◆ **REQUIRED TASK 1**:
Check whether each statement below agrees with the blaster damage thread. For each, answer yes or no and quote the deciding words of the thread exactly.
(a) Yaccarus proposes adding +3 damage for pistols.
(b) With a +3 bonus, a heavy blaster pistol does 10 damage.
(c) The reply says rolling 4 successes would raise the damage to 12 points.
◆ **REQUIRED TASK 2**: From the blaster damage thread, write out everything from "Before I put" down to "for any feedback.", word for word.

◆ **SELECTION**:
####################
Before I put this into test I was hoping for some input on possible good and bad that you can foresee associated with using this house rule. Thank you for any feedback.

It doesn’t make since that heavy blaster pistols, fancy dragoneyes, and tiny holdout blasters all do the same amount of damage. What about saying +3 damage for pistols?

19 minutes ago, Yaccarus said:

It doesn’t make since that heavy blaster pistols, fancy dragoneyes, and tiny holdout blasters all do the same amount of damage. What about saying +3 damage for pistols?

It's not a bad idea I'd say. I was trying to have a floor for damage for lethal weapons and that's why numerically I went with the same number , but I also put in that mechanic for the extra damage. So if for instance I do +3, then a HBP does 10 and since every success counts it will always do at least 11. But they could roll 4 successes and kick that up to 14 points of damage. That is very heavy indeed, and to be honest may be more of what I am looking for. Thank you Yacc :)
####################
◆ **DATA SEGMENT**:
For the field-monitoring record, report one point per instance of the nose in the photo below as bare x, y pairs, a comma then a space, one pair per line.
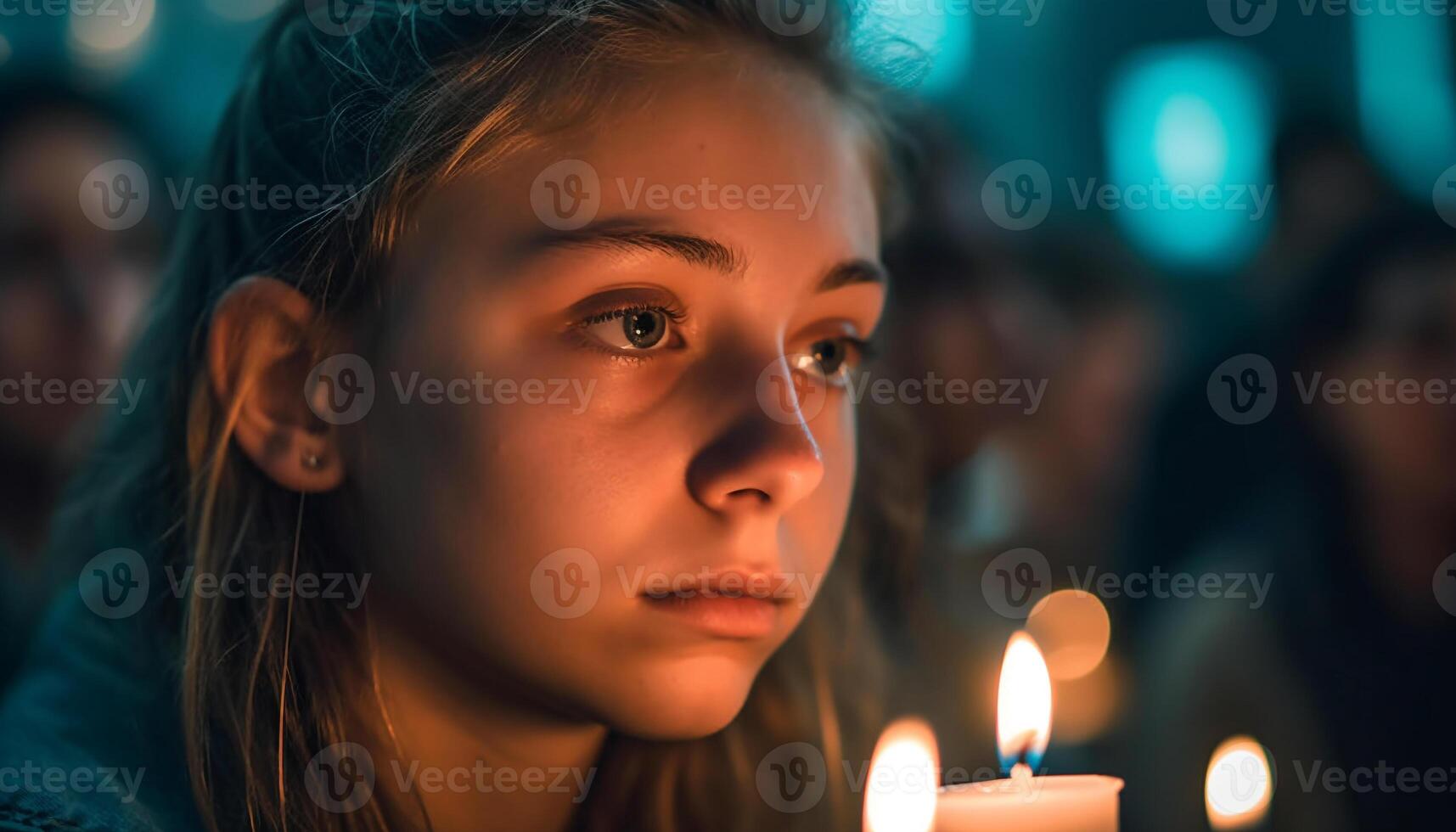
756, 465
####################
◆ **WRITTEN ANSWER 1**:
(a) Yes: "What about saying +3 damage for pistols?"
(b) Yes: "then a HBP does 10"
(c) No: "But they could roll 4 successes and kick that up to 14 points of damage."

◆ **WRITTEN ANSWER 2**:
Before I put this into test I was hoping for some input on possible good and bad that you can foresee associated with using this house rule. Thank you for any feedback.